### Activity
Would you write out all of the records that follow, exactly as they stand?
%%
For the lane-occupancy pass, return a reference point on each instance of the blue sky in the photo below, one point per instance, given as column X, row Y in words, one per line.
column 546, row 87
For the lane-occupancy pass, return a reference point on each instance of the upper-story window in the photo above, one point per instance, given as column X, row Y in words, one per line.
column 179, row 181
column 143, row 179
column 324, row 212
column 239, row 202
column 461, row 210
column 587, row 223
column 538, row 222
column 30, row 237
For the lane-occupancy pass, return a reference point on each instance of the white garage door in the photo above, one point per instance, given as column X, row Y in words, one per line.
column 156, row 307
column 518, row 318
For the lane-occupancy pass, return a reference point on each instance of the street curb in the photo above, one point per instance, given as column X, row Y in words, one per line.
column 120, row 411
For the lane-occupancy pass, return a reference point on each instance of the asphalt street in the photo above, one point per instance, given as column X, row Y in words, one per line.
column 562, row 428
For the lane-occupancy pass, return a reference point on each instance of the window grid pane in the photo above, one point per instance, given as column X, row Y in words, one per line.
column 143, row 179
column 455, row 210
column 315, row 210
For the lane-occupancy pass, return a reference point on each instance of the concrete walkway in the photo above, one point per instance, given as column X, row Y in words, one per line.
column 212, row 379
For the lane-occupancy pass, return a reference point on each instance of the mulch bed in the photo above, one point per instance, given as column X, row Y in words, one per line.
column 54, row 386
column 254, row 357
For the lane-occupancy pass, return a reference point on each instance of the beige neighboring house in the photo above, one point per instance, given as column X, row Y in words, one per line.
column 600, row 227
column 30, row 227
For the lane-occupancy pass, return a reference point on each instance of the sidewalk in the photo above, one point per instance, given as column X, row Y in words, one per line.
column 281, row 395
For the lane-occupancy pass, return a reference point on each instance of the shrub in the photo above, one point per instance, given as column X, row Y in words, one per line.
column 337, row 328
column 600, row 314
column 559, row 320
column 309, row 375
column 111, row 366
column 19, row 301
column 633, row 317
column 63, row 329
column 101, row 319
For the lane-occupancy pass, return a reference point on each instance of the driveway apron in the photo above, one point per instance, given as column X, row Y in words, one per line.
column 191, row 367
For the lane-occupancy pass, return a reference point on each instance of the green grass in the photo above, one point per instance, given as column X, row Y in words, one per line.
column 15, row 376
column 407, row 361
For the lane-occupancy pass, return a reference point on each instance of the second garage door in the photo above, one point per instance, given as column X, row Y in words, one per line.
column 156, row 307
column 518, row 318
%%
### Solution to the exercise
For the lane-occupancy pass, return a reference point on each instance of the blue sky in the photo below, one point per instance, given as column X, row Y in words, one per line.
column 546, row 87
For the lane-occupancy pass, return a reference point on each instance of the upper-story window in the photo above, one point per instance, given as column X, row Y in words, one per line.
column 179, row 181
column 143, row 179
column 324, row 212
column 239, row 202
column 461, row 210
column 587, row 223
column 538, row 222
column 30, row 237
For the lane-occupancy pass, return a reference point on each instance of the white garage door in the photo above, one point per instance, given as column X, row Y in words, one per line.
column 156, row 307
column 518, row 318
For the lane-occupancy pass, return a reference point on each instance of the street curb in the photo above, one point per instance, given as column X, row Y in words, one per line.
column 120, row 411
For the lane-occupancy pass, return a reference point on each instance of the asphalt street in the photo above, one point per instance, given as column X, row Y in words, one per line.
column 562, row 428
For the lane-occupancy pass, return a reference point on each instance of the window grid pane in the photo above, one point per instance, given as column X, row Y in words, one per line.
column 143, row 179
column 455, row 210
column 315, row 210
For the lane-occupancy pass, return a reference point on each instance of the concrete walkway in the photo above, one point per instance, given as column X, row Y in words, one per line.
column 212, row 379
For the lane-occupancy pass, return a reference point on each instance of the mulch bed in the photo above, one point per instance, given as column X, row Y in words, one per line.
column 54, row 386
column 254, row 357
For the lane-occupancy pass, return a reference point on each instance of the beige neighboring house in the photo above, one point per instance, given as column X, row Y in words, one per line.
column 600, row 227
column 30, row 227
For the lane-occupancy pass, return a reference point on each instance of the sidewalk in the photo above, one point per instance, given as column X, row Y in words, one per line.
column 281, row 395
For the lane-occupancy pass, return a reference point on each instance of the shrub in the photo above, one point per instance, given as column X, row Y in words, one per line.
column 337, row 328
column 600, row 314
column 559, row 320
column 309, row 375
column 111, row 366
column 19, row 301
column 633, row 317
column 63, row 329
column 101, row 319
For the lane-occupancy pass, return a reference point on each instance of the driveway apron in the photo above, one point per instance, given as column X, row Y in words, one per line.
column 191, row 367
For the lane-occupancy pass, return a reference point on each instance of the green grass in the photo above, one point per instance, given as column X, row Y in words, one per line.
column 15, row 376
column 407, row 361
For the lane-occupancy pass, return a reference point on each instance of the second garage door in the photo above, one point per instance, given as column X, row Y in words, one per line.
column 156, row 307
column 518, row 318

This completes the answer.